_EXERCISE TASK 1_
Answer these questions using the thread on print books versus e-readers:
(a) What does Androxine Vortex's grandmother call every electronic device?
(b) Which company makes MineOwnKing's e-reader?
(c) About how many books does thecoldembrace report owning?
_EXERCISE TASK 2_
In the thread on print books versus e-readers, restate the paragraph beginning "I used to like physical books." as a short bulleted list that keeps its main facts.
_EXERCISE TASK 3_
Summarize the thread on print books versus e-readers in three sentences.

_EXCERPTED TEXT_
# Book vs Electronic



## Androxine Vortex (Aug 18, 2015)

Do you prefer to hold a book and read it or do you prefer to use tablets or kindles or as my grandmother calls every electronic device, a Nintendo.

I have used a kindle before and even though i like how the screen isn't as harsh on my eyes i don't think i could replace holding actual pages in my hand. It's more authentic and in a weird way seems more real to me.

What about you?


----------



## Incanus (Aug 18, 2015)

E-readers have all kinds of obvious advantages and features.  And yet, for reasons I'm not quite sure about, I prefer paper and ink.  Books are just magical.  Actually, I can't be entirely certain because I've only _looked_ at e-readers--haven't actually read a novel or even a short story on one.


----------



## Russ (Aug 18, 2015)

For pleasure reading, regular books by a mile.

For travel, e-books.  Nothing beats being able to pack hundreds of books and access to bookstores if you run out in your carry on.


----------



## MineOwnKing (Aug 18, 2015)

Print books have really started to strain my vision now that I'm over 40.

Luckily the back light on electronic devices really helps me avoid eye strain and or headaches. 

My ereader is made by Asus and has a large screen, which is great for reading inside but completely useless outside.

I also plug an extra large screen into laptop for word documents. Much easier to edit with a large screen.

Less stress equals more productive writing.


----------



## BWFoster78 (Aug 18, 2015)

The more I read on a screen, the more I prefer the screen over paper.


----------



## thecoldembrace (Aug 18, 2015)

I can't stand reading books through a screen. I spend enough time typing my own story and living regular life with a screen not far away. Nothing will ever come between me and my paper. I feel there is more life to the story with physical pages beneath my fingers, with the smell allowing my mind to detach from the world and move to another. 
Add to that I have my own library of some thirteen thousand books at last count years ago in a room devoted to itself. There is a presence there you cannot get from a glaring screen.

-Cold


----------



## acapes (Aug 18, 2015)

Paper for me too. I spend too much time before a screen as it is


----------



## SugoiMe (Aug 19, 2015)

I love paper, but ebooks are just so much more convenient. And cheaper! Yet there's something about print books, like the physical act of turning the pages, the smell of new books, and the texture of paper, that make the reading experience so much more rewarding. It makes it, well, an experience rather than just a book to get through.


----------



## Penpilot (Aug 19, 2015)

I used to like physical books. Now, I prefer screens. It makes reading so much easier. The ability to change text size has made it easier on the eyes and easier to read. You can read faster when the text is in narrow columns like in a newspaper.  That's why they're formatted like that. 

And I don't miss the days of trying to read books like this with one hand.


----------



## kennyc (Aug 19, 2015)

Both.  I often like having my poetry books and non-fiction as paper books, but ideally having both.
My preference is ebook for many reasons - easy to carry hundreds of books in my e-reader, easy to search and to copy passages/quotes for reference. 

Certain things about paper books though -- easier to flip thorough and browse -- easier in some ways to mark/tag certain poems, stories, sections (though you can do this with ebooks as well, it doesn't work for my mindset quite as well).


----------



## CupofJoe (Aug 19, 2015)

When I travel I take a Tablet with 200+ books [and 100s more PDFs] and one hardback book.

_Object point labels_

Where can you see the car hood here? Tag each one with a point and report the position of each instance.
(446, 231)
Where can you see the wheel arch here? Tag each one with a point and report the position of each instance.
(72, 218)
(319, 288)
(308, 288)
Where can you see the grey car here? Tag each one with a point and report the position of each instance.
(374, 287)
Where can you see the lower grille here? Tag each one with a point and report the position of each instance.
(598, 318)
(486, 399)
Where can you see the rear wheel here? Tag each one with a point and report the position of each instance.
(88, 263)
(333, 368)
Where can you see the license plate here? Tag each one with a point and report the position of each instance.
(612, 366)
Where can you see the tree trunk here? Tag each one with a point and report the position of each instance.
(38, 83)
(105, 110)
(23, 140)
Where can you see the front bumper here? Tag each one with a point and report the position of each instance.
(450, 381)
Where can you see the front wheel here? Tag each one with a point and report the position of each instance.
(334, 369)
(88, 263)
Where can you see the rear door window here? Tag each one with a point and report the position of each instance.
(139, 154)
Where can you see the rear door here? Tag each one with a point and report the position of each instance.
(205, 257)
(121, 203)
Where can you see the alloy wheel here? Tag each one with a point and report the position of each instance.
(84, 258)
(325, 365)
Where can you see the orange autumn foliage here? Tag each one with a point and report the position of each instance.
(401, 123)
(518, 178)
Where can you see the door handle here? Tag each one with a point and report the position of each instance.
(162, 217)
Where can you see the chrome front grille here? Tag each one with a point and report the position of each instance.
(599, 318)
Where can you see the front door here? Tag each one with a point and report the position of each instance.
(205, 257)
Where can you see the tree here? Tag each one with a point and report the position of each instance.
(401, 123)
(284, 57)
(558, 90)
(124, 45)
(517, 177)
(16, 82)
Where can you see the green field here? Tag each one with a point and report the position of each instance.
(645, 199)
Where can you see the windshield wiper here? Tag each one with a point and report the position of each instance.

_EXERCISE RESULT 1_
(a) A Nintendo.
(b) Asus.
(c) Some thirteen thousand, at last count years ago.

_EXERCISE RESULT 2_
- The writer once liked physical books but now prefers screens.
- Screens make reading much easier.
- Being able to change text size is easier on the eyes and makes text easier to read.
- Text in narrow columns, as in a newspaper, can be read faster, which is why newspapers use that format.

_EXERCISE RESULT 3_
The thread opens by asking whether people prefer holding a book or reading on tablets and Kindles, and the opening poster favors actual pages even though a Kindle's screen is easier on the eyes. Several replies favor paper for its feel and smell or because the writers already spend too much time before a screen, while others prefer screens for backlighting, adjustable text size, convenience, and lower cost. Some use both, choosing e-books for travel or for carrying hundreds of books and paper for pleasure reading or for poetry and non-fiction.